Education in America: 1. What Has Happened?
OCTOBER 01, 1968 by GEORGE CHARLES ROCHE III
Dr. Roche is Director of Seminars for the Foundation for Economic Education. He has taught history and philosophy in college and maintains a special interest in American education.
In what must surely be his most quoted remark, the nineteenth century novelist, Thomas Peacock, commented that anyone talking about education was the bore of all bores since his subject lacked a beginning, a middle, or an end. Anyone attempting to write on the subject would seem, therefore, to undertake a difficult assignment. Yet, what other topic has had so much written about it, so little of which is read? With his usual blunt Yankee insight, Emerson summed up the current attitude on such treatises:
It is ominous, a presumption of crime, that this word Education has so cold, so hopeless a sound. A treatise on education, a convention for education, a lecture, a system, affects us with slight paralysis and a certain yawning of the jaws.
I know what Emerson meant, yet must risk that slight paralysis and yawning of the jaws in my reader. Why? Because it seems painfully clear that our society is breaking down rather than maturing and because this trend seems likely to continue until we face and correct certain fundamental misconceptions in our educational framework.
In the last century, men of good will seemed naively confident that the mere communication of knowledge could change the world. All problems, all social difficulties, could be corrected if only ignorance could be conquered. Unfortunately, knowledge and ignorance are at best highly relative terms. The problem is further aggravated when we ask the question, "Knowledge and ignorance of what?" Sadly enough, that issue was all too seldom faced when we were constructing the philosophy and institutions of modern American education.
The Mixed Blessings of Universal Education
Following the lead of the nineteenth century, modern America and most other nations of the Western World have established universal institutionalized education. However, there are some signs that ignorance has not yet been vanquished. There also are signs that such knowledge as has been imparted has brought little progress toward "the good society." Worst of all, there are signs that teaching everyone to read may be less than an unmixed blessing:
… teaching everyone to read opens minds to propaganda and indoctrination at least as much as to truths; and on political and social matters it is propaganda and indoctrination rather than truth that universal education has most conspicuously nurtured.’
Modern dictators have made very effective use of universal institutionalized education.

• PROVIDED DATA:

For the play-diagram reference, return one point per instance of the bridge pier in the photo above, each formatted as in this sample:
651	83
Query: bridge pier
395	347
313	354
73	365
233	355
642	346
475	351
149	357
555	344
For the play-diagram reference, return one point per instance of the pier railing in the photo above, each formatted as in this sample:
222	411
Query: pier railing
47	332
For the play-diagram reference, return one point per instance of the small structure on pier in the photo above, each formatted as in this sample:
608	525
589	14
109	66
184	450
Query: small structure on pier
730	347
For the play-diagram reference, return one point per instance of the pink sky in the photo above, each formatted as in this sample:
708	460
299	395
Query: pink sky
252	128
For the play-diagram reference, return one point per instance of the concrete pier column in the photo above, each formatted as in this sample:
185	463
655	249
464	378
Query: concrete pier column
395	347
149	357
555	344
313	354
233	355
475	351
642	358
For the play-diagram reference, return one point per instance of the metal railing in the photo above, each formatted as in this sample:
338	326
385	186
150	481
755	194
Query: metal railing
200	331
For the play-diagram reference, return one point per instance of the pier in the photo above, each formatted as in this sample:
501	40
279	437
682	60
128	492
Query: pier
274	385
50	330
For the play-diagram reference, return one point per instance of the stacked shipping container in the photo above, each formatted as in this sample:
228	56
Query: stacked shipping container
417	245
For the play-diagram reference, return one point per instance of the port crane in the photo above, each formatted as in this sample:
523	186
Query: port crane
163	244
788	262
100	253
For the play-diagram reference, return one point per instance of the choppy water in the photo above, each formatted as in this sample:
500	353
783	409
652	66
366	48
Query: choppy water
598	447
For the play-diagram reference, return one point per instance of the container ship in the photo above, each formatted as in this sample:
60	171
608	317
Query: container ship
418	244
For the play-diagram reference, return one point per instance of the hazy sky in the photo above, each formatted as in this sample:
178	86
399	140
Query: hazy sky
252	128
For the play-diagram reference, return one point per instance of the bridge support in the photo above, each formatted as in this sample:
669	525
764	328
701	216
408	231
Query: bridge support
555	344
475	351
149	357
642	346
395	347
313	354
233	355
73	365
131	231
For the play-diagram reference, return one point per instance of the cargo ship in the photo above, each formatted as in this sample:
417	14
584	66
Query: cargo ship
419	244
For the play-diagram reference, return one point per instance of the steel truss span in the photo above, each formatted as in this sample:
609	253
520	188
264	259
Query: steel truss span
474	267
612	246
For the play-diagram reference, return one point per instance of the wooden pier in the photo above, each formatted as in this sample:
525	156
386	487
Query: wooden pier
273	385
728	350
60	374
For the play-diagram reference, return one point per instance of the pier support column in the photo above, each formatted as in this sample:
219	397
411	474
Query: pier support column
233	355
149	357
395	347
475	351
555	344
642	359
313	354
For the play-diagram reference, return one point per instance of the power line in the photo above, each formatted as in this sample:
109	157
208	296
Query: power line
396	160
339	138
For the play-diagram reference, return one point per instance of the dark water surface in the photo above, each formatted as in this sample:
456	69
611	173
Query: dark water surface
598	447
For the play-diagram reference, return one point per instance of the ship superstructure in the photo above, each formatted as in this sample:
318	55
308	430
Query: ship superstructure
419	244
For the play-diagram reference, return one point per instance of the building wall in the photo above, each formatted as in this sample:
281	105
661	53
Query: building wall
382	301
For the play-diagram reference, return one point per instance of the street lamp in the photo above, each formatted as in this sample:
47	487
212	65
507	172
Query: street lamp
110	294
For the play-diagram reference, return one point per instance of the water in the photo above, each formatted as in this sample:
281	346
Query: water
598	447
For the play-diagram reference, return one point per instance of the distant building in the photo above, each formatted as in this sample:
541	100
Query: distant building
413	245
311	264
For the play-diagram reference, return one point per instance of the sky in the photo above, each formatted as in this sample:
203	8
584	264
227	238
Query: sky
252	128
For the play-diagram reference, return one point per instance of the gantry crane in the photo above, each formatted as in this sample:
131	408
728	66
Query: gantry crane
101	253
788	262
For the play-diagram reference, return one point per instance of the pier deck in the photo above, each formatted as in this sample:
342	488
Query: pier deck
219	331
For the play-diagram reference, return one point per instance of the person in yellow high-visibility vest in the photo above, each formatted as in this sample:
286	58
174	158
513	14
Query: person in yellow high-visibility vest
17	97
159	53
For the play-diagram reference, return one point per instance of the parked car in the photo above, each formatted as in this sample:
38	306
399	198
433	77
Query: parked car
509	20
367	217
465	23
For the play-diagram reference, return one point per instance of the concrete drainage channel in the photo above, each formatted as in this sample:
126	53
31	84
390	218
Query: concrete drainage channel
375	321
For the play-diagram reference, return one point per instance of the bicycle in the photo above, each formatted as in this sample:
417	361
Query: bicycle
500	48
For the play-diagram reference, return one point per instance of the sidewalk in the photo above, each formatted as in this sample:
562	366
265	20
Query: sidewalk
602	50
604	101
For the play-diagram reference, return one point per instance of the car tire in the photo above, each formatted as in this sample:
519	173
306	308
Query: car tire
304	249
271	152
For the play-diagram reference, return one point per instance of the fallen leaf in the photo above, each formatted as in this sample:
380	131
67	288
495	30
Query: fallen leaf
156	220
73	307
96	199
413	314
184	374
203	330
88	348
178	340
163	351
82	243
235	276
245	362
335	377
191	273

• WHAT TO WORK ON:
1. According to the article on American education above, what position does Dr. Roche hold at the Foundation for Economic Education?
2. Summarize the article on American education above in two sentences.

• ANSWER LIST:
1. Director of Seminars.

2. Roche holds that society appears to be breaking down and will likely continue to do so until fundamental misconceptions in the American educational framework are faced and corrected, observing that nineteenth-century confidence in spreading knowledge seldom asked what that knowledge should be. Although modern America and most Western nations have established universal institutionalized education, ignorance has not been vanquished and little progress toward "the good society" has followed, while universal reading has opened minds to propaganda and indoctrination that modern dictators have used effectively.